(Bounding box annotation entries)

——————

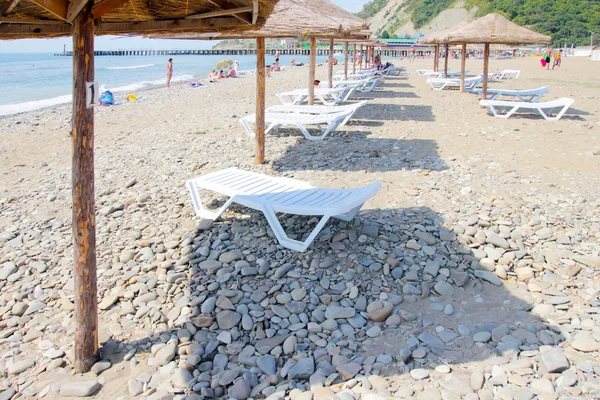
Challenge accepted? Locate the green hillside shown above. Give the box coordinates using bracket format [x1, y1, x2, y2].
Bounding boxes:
[358, 0, 600, 46]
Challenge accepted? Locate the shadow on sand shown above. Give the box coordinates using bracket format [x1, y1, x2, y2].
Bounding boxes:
[90, 207, 562, 399]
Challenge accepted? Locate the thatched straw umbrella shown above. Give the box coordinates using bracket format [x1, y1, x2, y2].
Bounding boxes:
[157, 0, 369, 164]
[417, 21, 468, 77]
[428, 13, 552, 99]
[0, 0, 277, 372]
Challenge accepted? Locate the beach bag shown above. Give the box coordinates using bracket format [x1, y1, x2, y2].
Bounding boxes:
[99, 90, 115, 106]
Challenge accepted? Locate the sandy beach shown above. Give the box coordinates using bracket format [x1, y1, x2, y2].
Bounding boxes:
[0, 57, 600, 400]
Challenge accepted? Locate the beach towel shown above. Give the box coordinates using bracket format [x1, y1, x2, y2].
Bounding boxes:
[99, 90, 115, 106]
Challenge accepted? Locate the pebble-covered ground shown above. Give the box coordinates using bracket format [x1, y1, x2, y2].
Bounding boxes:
[0, 58, 600, 400]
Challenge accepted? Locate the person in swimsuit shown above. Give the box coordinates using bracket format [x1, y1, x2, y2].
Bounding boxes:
[167, 58, 173, 87]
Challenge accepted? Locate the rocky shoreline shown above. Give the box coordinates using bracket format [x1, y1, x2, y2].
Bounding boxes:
[0, 57, 600, 400]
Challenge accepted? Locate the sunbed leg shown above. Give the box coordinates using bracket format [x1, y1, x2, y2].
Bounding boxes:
[332, 203, 365, 221]
[187, 181, 234, 221]
[263, 207, 329, 252]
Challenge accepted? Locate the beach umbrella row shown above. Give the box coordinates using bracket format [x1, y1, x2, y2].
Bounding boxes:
[0, 0, 367, 372]
[419, 13, 552, 99]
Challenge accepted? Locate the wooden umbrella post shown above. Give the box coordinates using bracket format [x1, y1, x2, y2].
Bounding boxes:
[352, 44, 356, 74]
[328, 38, 334, 88]
[481, 43, 490, 100]
[71, 1, 98, 373]
[255, 37, 266, 164]
[344, 42, 348, 81]
[444, 43, 450, 78]
[460, 43, 467, 93]
[308, 37, 317, 105]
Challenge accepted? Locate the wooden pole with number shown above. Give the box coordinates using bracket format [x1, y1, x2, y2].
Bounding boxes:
[481, 43, 490, 100]
[344, 42, 348, 81]
[255, 37, 266, 164]
[308, 37, 317, 105]
[71, 1, 98, 373]
[460, 43, 467, 93]
[444, 43, 450, 78]
[328, 38, 334, 88]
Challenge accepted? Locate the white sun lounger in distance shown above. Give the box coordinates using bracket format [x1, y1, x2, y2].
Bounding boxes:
[427, 75, 483, 91]
[473, 87, 548, 103]
[479, 97, 575, 121]
[333, 77, 380, 93]
[240, 103, 361, 140]
[267, 100, 367, 126]
[277, 86, 356, 106]
[187, 168, 381, 251]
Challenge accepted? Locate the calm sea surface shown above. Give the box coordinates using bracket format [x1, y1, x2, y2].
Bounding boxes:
[0, 53, 326, 116]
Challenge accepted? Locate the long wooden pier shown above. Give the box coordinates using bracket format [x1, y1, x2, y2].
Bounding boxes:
[54, 48, 423, 57]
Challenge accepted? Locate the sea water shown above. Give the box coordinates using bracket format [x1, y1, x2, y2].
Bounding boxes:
[0, 53, 326, 116]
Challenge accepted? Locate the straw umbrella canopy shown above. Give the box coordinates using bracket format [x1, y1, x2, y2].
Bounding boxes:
[0, 0, 277, 372]
[424, 13, 552, 99]
[0, 0, 278, 39]
[150, 0, 370, 164]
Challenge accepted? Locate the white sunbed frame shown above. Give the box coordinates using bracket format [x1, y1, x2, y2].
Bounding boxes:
[240, 103, 364, 140]
[479, 97, 575, 121]
[187, 168, 381, 252]
[333, 77, 380, 93]
[427, 75, 483, 91]
[267, 100, 367, 126]
[277, 86, 356, 106]
[473, 87, 548, 103]
[488, 69, 521, 79]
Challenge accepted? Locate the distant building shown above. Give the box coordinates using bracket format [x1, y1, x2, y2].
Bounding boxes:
[279, 39, 296, 49]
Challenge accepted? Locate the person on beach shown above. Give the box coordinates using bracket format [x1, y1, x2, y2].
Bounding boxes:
[552, 49, 562, 69]
[206, 69, 219, 82]
[227, 65, 237, 78]
[167, 58, 173, 87]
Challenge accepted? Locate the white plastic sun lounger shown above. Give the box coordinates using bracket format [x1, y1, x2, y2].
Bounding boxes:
[473, 87, 548, 103]
[187, 168, 381, 251]
[333, 77, 380, 93]
[421, 69, 471, 78]
[479, 97, 575, 121]
[489, 69, 521, 79]
[267, 100, 367, 126]
[427, 75, 483, 91]
[277, 86, 356, 106]
[240, 108, 356, 140]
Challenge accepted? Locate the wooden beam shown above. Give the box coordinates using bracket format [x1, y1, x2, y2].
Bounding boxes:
[0, 0, 19, 17]
[31, 0, 69, 21]
[255, 37, 266, 164]
[67, 0, 93, 23]
[71, 2, 98, 373]
[308, 37, 317, 106]
[481, 43, 490, 100]
[327, 38, 335, 89]
[0, 17, 245, 37]
[185, 7, 253, 19]
[460, 43, 467, 93]
[92, 0, 129, 18]
[252, 0, 259, 25]
[0, 17, 65, 23]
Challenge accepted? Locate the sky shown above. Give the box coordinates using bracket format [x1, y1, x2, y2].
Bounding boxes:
[0, 0, 368, 53]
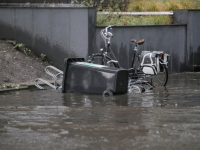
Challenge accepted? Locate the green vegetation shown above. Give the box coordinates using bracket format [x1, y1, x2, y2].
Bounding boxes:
[97, 0, 200, 26]
[97, 15, 172, 26]
[127, 0, 200, 12]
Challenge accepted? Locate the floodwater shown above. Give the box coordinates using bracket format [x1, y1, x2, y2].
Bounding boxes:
[0, 73, 200, 150]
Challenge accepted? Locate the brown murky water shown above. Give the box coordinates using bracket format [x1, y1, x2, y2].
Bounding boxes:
[0, 73, 200, 150]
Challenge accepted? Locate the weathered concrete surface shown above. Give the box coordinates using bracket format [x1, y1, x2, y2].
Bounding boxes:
[0, 5, 96, 70]
[0, 73, 200, 150]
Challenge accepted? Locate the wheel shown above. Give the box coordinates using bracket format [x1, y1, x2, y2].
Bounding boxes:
[86, 53, 120, 68]
[128, 85, 145, 93]
[150, 61, 168, 86]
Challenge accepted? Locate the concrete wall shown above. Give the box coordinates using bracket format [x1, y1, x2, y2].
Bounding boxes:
[96, 25, 187, 72]
[0, 7, 96, 69]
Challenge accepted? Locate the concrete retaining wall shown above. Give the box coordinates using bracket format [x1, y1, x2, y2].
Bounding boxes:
[0, 5, 200, 72]
[0, 7, 96, 69]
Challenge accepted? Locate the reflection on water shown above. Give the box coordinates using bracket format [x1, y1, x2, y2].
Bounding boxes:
[0, 73, 200, 150]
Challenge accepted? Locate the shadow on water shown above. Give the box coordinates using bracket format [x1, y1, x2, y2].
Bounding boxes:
[0, 73, 200, 150]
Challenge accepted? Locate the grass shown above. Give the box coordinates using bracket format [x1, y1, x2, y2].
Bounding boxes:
[97, 0, 200, 26]
[97, 15, 172, 26]
[127, 0, 200, 12]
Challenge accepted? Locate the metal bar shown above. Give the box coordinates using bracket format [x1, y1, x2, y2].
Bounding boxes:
[45, 66, 63, 87]
[97, 11, 173, 16]
[35, 78, 58, 90]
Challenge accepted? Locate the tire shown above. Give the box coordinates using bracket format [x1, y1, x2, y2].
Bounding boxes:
[86, 53, 120, 68]
[151, 61, 168, 86]
[128, 85, 145, 93]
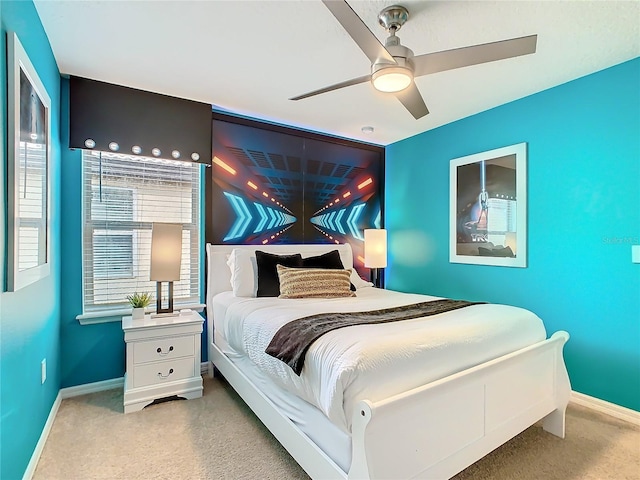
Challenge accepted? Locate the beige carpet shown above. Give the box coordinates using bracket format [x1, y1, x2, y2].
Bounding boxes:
[34, 377, 640, 480]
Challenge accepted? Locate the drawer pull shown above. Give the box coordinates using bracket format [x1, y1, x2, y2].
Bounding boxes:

——————

TASK GOAL:
Rewrite the rows as a two-column CSV with the headers wording and coordinates, one line per row, each value in quotes and with line breaks turned into spaces. Begin at the line that has "Challenge accepted? Locate the sky" and stop after the line that has "[0, 0, 368, 53]".

COMPLETE ANSWER:
wording,coordinates
"Challenge accepted? Locate the sky shown above. Give the box coordinates using bracket format [x1, y1, x2, y2]. Bounding boxes:","[0, 0, 368, 53]"